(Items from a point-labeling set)
──────────

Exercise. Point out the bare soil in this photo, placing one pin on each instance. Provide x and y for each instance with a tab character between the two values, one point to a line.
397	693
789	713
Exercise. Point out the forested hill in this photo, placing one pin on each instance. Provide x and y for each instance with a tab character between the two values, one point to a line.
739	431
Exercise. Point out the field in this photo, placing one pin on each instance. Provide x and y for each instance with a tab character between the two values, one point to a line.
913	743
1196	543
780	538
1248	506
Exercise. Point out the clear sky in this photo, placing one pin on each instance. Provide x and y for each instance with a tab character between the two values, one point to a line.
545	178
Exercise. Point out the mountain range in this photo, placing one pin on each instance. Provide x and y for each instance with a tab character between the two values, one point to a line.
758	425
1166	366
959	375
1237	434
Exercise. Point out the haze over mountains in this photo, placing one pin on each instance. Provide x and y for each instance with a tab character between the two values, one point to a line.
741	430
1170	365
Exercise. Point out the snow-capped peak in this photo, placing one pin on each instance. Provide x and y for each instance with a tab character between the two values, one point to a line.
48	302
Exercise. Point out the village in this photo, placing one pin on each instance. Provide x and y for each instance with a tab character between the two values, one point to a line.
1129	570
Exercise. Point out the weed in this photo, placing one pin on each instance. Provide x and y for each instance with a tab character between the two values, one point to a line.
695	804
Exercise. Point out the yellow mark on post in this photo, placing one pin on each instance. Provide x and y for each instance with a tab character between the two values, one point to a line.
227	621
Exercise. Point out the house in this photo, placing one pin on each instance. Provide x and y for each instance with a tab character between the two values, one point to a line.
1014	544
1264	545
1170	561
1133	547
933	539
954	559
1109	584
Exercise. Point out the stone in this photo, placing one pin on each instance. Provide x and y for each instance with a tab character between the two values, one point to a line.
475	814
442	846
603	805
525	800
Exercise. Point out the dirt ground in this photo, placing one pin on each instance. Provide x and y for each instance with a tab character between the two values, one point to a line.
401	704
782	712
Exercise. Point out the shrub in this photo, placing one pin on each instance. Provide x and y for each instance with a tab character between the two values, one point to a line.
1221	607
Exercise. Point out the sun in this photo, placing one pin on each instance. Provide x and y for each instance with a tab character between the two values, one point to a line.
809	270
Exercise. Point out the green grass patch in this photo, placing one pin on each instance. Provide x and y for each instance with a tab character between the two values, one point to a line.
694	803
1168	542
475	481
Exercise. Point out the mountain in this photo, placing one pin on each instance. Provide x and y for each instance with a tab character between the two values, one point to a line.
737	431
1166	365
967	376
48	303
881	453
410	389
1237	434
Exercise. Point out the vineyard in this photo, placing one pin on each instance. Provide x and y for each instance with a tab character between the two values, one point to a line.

──────────

Can you quote every item above word for word, keeping each line as it stands?

Exercise. Point out the bare soil in this photo, placing one pin on each instance. Provide x and y for each instance with a tab character between the two values, one point to a line.
397	693
789	713
Exercise. Point out the forested hill in this photo, placing one pin on each instance. Provide x and y for each instance with a tab character between the two values, one point to a line.
739	431
Exercise. Point out the field in this photo, placing one pin on each instance. Provide x and y for each instance with a tab character between the two values, one point to a line.
913	743
1196	543
780	538
1248	506
Exercise. Point out the clear sky in this photo, placing one pin on each instance. Provide x and y for each instance with a tab character between the two values, one point to a line.
545	178
Exercise. Point out the mountain range in this photo, placing one pin on each instance. Provide x and y for each instance with a tab character between the two values, one point to a line.
758	425
1166	366
959	375
1237	434
Exercise. Point out the haze over mountains in this photo, placing one pin on each instance. Provide x and y for each instance with a tab character between the two values, one point to a line.
741	430
1170	365
Exercise. Point out the snow-capped peak in this photo, placing one pin on each instance. Provide x and y for each instance with a tab character between the two values, one point to a line.
48	302
Exercise. Point out the village in this photo, placing one pin on each instance. Provide x and y for each instance with a tab character between the two values, one point to a line.
1129	570
Exercise. Point out the weed in this photo, placing one pin on each instance. Provide x and y for each instance with a tab character between the two values, one point to a line.
695	804
Exercise. Point out the yellow mark on post in this photo, placing one pin on each instance. Provide x and y for each instance with a tab character between the two values, one point to a line.
227	621
Exercise. Point out the house in this photo, placing one pin on each instance. Provide x and y for each instance with a tab character between the two values, one point to a line.
1014	544
1264	545
1170	561
1133	547
933	539
954	559
1109	584
Exercise. Point out the stone in this photo, placing one pin on each instance. Provide x and y for each instance with a tab character between the two values, one point to a line.
475	814
442	846
603	805
525	800
Exercise. Point out the dirt ground in this photo, placing one pin on each instance. Provide x and y for each instance with a tab character between the two values, one point to a line.
401	704
782	712
Exercise. Point out the shrub in this photo, placing one pin on each instance. Provide x and y for each instance with a tab character between the two values, one point to a line.
1221	607
Exercise. Point out the sun in this photo, placing one pin on each instance. Provide x and y for each instance with a tab character between the two values, one point to a line.
809	270
Exercise. Point out the green grass patch in this photo, placing one pin on each instance. Provide x and y for each instance with a tab character between the two values, one point to a line.
694	803
1168	542
475	481
Exercise. Point out the mountain in this photo, placing one pin on each instance. Provide x and y for each instance with a tab character between the two values, one point to a line.
737	431
1166	365
967	376
48	303
881	453
410	389
1237	434
Exercise. Point out the vineyard in this photo, placing one pin on each instance. Provide x and y for each instance with a tab character between the two values, one point to a line.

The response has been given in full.